— start —

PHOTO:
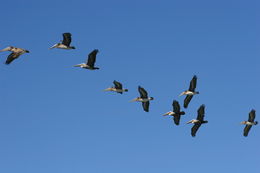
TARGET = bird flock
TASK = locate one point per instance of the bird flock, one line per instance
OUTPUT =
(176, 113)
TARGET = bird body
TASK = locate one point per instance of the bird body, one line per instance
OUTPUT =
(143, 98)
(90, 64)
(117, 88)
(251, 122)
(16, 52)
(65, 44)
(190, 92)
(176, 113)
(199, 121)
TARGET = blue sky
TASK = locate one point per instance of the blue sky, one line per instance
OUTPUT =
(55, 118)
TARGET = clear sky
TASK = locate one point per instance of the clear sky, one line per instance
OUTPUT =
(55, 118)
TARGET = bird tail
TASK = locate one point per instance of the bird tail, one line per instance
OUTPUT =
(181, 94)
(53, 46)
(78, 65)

— end —
— start —

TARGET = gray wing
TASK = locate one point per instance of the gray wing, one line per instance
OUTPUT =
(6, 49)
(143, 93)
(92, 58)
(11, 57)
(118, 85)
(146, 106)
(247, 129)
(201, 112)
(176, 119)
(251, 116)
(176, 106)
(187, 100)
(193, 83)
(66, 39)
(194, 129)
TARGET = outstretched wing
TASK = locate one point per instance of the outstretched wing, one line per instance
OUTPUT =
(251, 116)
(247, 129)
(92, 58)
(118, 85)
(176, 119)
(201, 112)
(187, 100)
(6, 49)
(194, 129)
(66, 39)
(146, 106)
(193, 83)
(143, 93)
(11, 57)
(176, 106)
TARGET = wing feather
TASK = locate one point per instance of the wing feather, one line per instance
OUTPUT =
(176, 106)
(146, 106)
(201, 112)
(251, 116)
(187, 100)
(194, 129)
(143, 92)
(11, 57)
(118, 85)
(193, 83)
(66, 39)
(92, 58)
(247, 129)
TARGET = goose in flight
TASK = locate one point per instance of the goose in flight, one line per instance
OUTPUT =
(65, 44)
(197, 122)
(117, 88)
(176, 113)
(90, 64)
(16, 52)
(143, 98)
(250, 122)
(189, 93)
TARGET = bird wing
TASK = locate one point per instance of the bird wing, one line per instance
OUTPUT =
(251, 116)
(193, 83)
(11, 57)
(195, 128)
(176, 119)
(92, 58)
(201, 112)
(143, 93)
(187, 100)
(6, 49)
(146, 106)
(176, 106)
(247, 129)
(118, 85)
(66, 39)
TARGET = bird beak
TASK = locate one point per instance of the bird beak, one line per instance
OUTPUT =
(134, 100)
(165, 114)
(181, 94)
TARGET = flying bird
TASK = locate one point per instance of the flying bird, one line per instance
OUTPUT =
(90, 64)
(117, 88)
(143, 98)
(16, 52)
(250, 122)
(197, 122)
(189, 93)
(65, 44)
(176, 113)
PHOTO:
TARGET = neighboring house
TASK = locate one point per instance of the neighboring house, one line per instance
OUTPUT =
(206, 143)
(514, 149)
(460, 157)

— end —
— start —

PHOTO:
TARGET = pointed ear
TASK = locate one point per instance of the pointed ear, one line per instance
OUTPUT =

— end —

Show every line of the entries above that contains the word "bird", copying each one in full.

Answer to the problem |
TARGET = bird flock
TASK = locate one point per instance of the bird flock, one line per instance
TARGET = bird body
TASK = locate one point per instance of the bird body, one line per instance
TARGET = bird tail
TASK = locate one point per instance of the bird tail, one line per instance
TARGET = bird wing
TASK = locate one point per instance of the bird wing, one line per instance
TARGET = bird beak
TASK = locate one point per instance of the bird beak, one line per instance
TARGET = flying bird
TASK = locate one point per instance of the flying bird, one line per instance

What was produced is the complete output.